- _Dataset extracts labeled with boxes_
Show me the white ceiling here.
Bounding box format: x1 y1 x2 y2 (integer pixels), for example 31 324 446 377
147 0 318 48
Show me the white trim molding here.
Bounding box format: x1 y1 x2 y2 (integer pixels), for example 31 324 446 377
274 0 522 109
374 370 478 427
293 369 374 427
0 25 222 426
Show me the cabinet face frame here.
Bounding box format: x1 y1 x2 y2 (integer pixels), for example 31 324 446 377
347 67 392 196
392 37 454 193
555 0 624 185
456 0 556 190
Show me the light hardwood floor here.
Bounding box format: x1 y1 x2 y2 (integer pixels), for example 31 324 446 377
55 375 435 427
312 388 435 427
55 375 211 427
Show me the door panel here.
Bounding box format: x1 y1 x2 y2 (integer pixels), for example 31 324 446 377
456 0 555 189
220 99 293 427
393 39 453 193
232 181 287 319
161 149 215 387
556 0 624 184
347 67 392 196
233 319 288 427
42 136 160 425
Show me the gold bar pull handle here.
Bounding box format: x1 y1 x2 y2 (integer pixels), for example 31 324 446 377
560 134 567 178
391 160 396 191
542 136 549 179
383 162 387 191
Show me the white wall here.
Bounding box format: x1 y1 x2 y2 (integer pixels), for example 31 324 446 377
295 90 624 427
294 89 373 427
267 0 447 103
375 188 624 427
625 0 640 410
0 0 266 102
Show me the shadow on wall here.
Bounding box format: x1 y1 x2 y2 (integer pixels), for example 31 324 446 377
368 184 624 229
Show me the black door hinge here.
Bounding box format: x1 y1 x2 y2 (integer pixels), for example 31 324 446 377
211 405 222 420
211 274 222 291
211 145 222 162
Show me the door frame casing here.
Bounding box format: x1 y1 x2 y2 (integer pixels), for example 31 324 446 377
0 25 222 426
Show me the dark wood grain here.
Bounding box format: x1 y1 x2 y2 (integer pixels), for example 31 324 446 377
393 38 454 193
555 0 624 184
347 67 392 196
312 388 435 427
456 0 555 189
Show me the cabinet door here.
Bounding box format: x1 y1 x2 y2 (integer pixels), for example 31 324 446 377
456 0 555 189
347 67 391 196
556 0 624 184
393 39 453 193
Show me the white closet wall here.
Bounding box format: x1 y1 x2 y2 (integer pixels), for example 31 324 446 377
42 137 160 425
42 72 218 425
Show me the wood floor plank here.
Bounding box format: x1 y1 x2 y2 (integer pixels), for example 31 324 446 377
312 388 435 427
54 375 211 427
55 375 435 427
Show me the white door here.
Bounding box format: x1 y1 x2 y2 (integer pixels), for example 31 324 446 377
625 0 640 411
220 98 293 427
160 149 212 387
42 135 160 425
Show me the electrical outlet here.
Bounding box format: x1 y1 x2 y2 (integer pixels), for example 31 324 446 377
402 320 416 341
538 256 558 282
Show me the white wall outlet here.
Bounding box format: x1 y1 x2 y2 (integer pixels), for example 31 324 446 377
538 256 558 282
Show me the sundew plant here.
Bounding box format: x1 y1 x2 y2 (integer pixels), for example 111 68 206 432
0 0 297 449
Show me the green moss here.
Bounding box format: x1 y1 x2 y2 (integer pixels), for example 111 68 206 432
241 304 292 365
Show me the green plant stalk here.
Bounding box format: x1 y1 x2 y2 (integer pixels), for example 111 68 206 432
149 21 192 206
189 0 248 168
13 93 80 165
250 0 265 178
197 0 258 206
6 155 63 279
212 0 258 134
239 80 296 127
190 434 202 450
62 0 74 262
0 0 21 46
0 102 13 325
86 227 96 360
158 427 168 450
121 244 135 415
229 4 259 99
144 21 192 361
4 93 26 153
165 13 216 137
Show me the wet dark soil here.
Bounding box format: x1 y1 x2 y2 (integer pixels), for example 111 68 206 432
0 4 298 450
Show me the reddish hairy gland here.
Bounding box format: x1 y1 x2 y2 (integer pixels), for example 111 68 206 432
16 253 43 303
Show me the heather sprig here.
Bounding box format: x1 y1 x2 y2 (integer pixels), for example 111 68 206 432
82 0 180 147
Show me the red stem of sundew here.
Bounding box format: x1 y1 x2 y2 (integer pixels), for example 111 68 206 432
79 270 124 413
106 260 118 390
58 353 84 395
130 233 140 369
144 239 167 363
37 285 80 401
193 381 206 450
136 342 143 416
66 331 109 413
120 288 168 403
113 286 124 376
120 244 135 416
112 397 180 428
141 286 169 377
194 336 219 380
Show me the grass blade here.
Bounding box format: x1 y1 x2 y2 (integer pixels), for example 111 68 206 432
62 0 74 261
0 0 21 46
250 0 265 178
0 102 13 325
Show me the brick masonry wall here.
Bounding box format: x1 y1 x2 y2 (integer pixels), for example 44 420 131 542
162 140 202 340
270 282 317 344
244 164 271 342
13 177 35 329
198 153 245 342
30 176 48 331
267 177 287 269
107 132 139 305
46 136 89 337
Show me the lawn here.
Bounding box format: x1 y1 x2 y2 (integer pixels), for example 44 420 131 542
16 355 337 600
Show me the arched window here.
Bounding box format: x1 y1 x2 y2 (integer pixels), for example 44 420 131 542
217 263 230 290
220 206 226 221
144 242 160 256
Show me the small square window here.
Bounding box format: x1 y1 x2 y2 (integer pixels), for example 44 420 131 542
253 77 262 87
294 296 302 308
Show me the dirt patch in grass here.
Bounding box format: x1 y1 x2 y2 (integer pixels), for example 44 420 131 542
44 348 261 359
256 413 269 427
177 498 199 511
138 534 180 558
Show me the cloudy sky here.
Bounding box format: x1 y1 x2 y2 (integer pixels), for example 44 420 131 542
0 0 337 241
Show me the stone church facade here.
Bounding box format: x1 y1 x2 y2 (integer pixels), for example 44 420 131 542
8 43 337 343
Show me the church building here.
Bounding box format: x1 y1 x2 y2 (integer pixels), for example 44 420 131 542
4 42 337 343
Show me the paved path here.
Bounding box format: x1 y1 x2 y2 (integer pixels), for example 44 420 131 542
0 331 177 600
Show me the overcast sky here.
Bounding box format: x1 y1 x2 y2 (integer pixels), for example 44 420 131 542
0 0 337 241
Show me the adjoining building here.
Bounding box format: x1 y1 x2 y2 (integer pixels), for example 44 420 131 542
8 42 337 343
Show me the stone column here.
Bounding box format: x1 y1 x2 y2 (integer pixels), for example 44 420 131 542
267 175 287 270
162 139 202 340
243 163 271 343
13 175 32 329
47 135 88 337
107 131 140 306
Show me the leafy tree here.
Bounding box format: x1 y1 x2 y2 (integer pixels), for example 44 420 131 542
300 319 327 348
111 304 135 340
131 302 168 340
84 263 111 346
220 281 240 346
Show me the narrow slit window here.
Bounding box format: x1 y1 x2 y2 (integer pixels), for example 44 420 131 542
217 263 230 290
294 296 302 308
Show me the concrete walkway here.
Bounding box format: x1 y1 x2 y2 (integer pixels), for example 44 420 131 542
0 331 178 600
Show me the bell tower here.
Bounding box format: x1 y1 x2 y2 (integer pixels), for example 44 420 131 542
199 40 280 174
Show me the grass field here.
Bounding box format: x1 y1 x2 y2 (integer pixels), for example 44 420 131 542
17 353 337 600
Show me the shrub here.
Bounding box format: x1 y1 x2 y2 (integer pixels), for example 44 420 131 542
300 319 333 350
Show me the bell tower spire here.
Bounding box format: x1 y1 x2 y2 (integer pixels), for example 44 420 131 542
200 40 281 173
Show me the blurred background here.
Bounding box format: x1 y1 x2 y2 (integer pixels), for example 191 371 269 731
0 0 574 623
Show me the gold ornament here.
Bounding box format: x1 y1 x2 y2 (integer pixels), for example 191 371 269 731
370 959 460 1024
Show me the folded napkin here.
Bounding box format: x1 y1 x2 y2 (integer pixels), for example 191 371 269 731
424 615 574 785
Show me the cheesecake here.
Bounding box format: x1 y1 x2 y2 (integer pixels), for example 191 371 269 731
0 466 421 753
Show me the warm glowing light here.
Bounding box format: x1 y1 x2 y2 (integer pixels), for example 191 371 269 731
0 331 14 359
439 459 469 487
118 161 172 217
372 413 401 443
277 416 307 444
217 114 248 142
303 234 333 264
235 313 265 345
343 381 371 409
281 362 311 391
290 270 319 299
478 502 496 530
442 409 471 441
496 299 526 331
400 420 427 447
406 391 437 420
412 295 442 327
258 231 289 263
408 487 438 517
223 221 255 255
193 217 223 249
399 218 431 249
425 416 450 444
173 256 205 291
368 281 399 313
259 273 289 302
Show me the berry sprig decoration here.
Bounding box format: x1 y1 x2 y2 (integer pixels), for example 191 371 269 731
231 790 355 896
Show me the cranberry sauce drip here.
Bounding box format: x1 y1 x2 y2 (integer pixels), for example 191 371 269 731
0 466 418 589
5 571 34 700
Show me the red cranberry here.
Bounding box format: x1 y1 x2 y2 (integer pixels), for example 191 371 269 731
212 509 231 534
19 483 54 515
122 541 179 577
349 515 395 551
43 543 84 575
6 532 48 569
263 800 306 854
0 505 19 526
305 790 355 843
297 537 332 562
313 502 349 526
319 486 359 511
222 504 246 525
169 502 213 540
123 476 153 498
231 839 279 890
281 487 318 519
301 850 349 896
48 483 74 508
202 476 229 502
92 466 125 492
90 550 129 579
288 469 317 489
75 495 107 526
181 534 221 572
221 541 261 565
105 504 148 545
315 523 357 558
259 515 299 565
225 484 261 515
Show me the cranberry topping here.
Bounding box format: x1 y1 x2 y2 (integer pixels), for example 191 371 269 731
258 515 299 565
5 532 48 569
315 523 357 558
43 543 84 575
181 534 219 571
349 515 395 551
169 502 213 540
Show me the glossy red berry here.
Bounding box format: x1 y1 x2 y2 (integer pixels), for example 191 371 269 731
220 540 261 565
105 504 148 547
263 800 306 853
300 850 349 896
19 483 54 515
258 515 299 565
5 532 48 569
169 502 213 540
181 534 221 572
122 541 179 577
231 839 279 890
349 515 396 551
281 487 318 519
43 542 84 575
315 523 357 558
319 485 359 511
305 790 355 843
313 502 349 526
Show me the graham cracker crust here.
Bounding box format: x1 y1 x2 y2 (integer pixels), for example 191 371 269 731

- _Exercise directions_
Rewrite the records from the line with "Show me the green plant stalk here." to the line with "86 227 96 360", putting "plant stem" in place of "green plant stalk" and keeping everything else the same.

- _Result of this task_
Show me the plant stem here.
Bounding box format: x1 y1 x2 y2 (integer pixels), for example 111 68 206 432
149 21 192 206
189 0 248 168
13 93 80 165
250 0 265 178
197 0 258 206
6 155 63 279
212 0 258 134
239 80 296 127
190 434 202 450
62 0 74 262
0 0 21 46
0 102 13 325
86 227 96 360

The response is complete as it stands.